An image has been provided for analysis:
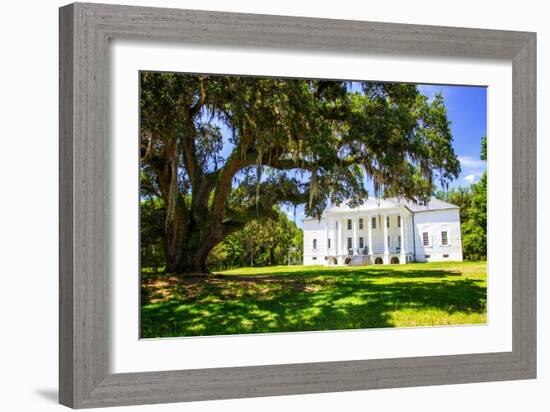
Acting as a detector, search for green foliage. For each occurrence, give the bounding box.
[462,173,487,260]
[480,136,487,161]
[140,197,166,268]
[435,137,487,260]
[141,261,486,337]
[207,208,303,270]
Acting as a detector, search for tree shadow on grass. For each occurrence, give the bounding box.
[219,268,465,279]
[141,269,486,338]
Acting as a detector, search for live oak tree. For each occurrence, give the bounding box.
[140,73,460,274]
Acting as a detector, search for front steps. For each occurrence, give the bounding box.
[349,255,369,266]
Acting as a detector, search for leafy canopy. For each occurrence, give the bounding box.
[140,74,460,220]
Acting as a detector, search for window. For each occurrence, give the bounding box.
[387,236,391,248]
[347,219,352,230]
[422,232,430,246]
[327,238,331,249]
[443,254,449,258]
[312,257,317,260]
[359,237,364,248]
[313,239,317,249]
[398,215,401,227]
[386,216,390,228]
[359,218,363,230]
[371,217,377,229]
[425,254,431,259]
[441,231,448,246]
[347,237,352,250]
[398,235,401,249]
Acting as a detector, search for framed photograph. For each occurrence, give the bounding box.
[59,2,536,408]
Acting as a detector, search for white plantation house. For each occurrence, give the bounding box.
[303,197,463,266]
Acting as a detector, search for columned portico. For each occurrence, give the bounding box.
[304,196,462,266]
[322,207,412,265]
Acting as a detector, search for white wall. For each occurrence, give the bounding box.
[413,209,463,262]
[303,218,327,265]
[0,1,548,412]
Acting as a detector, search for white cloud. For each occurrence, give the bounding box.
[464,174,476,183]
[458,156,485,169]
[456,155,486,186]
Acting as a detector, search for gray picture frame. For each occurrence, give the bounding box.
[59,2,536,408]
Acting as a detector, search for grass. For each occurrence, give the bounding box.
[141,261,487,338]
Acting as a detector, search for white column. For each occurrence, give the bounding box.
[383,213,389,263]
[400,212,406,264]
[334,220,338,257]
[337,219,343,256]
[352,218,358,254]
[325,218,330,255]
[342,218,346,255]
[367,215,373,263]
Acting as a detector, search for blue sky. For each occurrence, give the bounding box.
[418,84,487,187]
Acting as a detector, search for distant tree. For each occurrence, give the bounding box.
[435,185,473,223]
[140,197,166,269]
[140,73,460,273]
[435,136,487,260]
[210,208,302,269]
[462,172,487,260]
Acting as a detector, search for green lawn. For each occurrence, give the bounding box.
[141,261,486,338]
◆ ◆ ◆
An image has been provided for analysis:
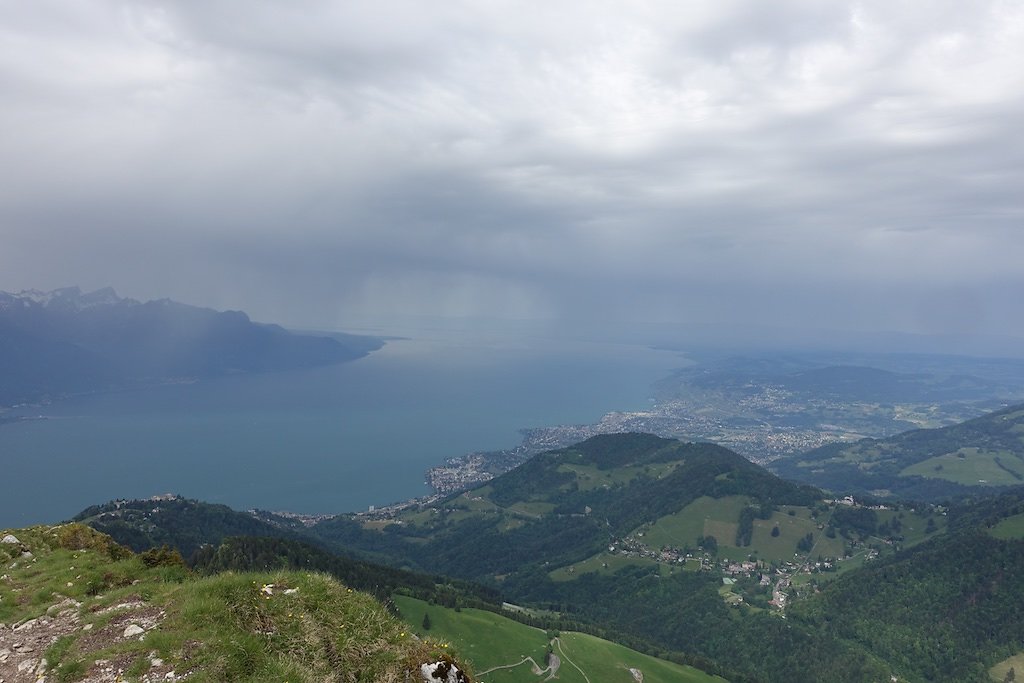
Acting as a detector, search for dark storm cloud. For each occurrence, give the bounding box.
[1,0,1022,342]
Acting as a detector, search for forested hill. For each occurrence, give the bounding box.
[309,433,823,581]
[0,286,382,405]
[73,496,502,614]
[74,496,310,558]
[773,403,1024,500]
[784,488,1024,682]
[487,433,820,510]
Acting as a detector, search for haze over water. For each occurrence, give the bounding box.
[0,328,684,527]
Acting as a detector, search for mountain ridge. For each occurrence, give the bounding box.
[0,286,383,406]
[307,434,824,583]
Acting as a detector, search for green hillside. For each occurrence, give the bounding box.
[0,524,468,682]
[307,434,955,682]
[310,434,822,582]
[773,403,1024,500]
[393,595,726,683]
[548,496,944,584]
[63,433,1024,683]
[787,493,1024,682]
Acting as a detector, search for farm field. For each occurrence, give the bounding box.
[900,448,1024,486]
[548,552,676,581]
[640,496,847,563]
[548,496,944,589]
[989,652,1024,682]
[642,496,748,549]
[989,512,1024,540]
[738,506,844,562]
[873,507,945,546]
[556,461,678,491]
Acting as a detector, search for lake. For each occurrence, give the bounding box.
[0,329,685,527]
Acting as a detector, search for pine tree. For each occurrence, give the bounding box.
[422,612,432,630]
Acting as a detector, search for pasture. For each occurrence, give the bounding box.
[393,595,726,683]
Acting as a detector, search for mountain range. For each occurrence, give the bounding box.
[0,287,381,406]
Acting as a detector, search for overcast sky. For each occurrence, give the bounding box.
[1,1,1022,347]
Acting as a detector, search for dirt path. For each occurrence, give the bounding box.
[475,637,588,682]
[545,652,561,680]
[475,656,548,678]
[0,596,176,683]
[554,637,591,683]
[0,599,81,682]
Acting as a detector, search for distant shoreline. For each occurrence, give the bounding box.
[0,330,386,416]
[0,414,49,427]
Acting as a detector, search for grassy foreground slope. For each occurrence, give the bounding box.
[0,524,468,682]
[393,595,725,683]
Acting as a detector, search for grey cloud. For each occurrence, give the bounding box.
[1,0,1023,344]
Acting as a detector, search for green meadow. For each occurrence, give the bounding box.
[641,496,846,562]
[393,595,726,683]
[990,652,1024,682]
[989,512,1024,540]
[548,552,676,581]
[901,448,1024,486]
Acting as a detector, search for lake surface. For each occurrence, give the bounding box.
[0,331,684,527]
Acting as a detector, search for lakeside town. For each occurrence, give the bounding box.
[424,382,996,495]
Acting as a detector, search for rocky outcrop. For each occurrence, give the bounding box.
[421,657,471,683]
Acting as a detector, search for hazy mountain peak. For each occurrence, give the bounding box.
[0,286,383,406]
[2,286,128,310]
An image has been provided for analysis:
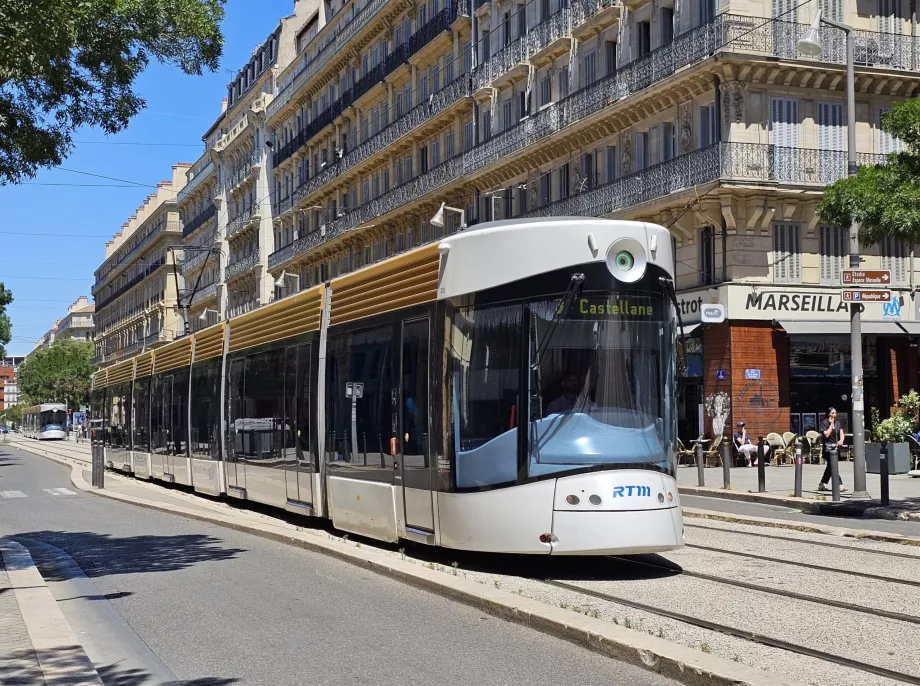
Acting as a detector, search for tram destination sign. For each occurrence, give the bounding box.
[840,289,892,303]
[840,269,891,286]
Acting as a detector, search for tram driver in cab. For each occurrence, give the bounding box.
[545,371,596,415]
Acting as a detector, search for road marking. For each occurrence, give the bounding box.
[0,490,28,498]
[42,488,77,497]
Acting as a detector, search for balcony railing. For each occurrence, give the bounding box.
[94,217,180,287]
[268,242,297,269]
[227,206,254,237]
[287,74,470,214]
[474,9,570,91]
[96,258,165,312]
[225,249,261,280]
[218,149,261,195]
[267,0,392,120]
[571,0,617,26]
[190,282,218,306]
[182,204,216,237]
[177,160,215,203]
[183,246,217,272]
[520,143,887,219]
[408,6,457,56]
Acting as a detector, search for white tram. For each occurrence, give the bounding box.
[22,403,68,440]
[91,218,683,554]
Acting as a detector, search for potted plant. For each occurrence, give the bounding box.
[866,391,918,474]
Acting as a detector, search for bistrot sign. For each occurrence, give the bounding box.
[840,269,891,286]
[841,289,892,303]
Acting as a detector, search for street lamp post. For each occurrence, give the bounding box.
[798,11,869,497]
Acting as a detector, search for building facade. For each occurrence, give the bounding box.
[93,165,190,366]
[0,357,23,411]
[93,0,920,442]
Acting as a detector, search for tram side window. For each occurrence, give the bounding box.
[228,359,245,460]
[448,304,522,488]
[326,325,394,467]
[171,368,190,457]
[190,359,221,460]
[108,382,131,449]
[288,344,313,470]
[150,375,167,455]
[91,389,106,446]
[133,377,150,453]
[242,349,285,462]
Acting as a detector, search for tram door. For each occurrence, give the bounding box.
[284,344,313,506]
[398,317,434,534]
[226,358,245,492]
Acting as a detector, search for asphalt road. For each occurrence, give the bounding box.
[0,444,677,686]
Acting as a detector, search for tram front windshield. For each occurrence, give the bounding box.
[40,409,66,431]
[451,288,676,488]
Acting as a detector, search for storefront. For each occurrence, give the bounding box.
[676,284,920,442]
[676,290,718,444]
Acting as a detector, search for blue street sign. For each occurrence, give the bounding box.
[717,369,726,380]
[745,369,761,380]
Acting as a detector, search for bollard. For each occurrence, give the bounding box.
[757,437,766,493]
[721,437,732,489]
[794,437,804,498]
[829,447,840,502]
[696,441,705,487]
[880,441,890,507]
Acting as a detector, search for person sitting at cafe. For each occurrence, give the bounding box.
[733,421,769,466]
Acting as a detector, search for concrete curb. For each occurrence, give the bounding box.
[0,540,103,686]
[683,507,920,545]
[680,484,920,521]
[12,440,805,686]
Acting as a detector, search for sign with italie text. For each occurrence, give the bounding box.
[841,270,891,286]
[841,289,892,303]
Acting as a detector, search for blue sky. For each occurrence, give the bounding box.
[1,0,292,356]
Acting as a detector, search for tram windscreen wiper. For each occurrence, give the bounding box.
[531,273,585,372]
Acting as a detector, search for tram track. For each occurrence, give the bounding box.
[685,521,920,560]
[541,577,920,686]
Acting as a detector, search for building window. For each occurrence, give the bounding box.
◆ ◆ ◆
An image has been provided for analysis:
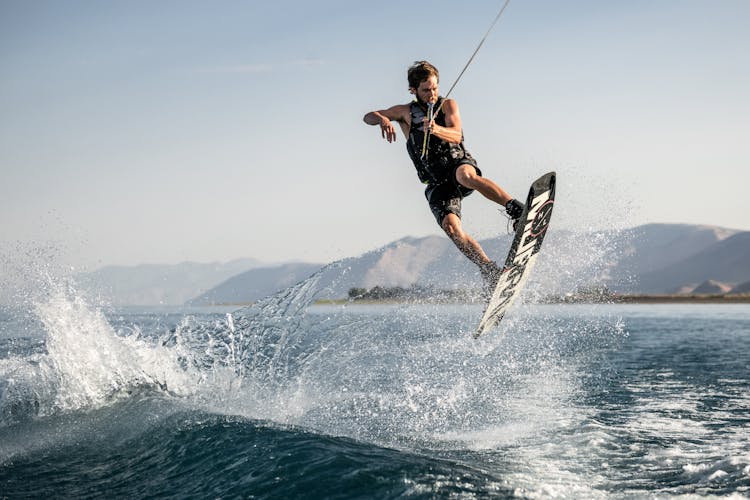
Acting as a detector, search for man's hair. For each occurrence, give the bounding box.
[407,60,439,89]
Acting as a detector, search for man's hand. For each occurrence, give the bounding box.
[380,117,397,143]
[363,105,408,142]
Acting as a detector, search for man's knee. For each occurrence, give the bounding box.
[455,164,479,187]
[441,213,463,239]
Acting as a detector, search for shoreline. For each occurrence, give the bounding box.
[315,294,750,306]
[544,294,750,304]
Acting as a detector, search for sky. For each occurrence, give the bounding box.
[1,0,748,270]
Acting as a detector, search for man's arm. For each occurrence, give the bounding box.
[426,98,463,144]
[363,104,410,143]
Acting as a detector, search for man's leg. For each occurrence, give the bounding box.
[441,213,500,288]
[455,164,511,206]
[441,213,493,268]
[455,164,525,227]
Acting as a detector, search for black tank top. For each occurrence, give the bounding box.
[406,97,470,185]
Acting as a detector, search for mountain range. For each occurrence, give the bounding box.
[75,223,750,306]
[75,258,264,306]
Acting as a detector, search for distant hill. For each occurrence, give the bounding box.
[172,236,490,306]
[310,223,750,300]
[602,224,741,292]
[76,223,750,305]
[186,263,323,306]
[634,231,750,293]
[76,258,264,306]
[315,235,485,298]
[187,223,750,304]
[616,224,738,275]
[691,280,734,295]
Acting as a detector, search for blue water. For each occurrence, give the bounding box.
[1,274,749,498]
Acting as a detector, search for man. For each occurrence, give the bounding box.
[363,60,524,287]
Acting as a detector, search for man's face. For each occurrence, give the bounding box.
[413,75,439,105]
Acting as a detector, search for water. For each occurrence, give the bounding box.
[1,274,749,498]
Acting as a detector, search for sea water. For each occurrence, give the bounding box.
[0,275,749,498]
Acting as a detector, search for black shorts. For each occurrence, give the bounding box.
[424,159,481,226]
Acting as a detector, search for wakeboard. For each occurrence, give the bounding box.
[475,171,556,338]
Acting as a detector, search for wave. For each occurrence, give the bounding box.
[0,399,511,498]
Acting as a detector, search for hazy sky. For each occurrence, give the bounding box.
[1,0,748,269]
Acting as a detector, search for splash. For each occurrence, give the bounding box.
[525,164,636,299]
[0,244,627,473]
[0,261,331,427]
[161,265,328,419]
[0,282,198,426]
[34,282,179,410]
◆ ◆ ◆
--- TASK OBJECTIVE ---
Would you print exactly and only the lines of the material above that run from the line with "Acting as a detector, search for sign" through the line with "Acting as a detector, search for building window.", both included?

--- EXERCISE ANSWER ---
Acting as a detector, search for sign with italie text. For each occurrence, give the bounding box.
[841,270,891,286]
[841,289,892,303]
Acting as a detector, search for blue sky. For each occurrence, give the bounding box.
[1,0,292,356]
Acting as a detector, search for tram windscreen wiper. For each occurrence, give the bounding box.
[531,273,585,372]
Acting as a detector, search for tram track. For each occurrence, give the bounding box.
[685,521,920,560]
[541,577,920,686]
Acting as a detector, search for building window. For each occurrence, give the bounding box.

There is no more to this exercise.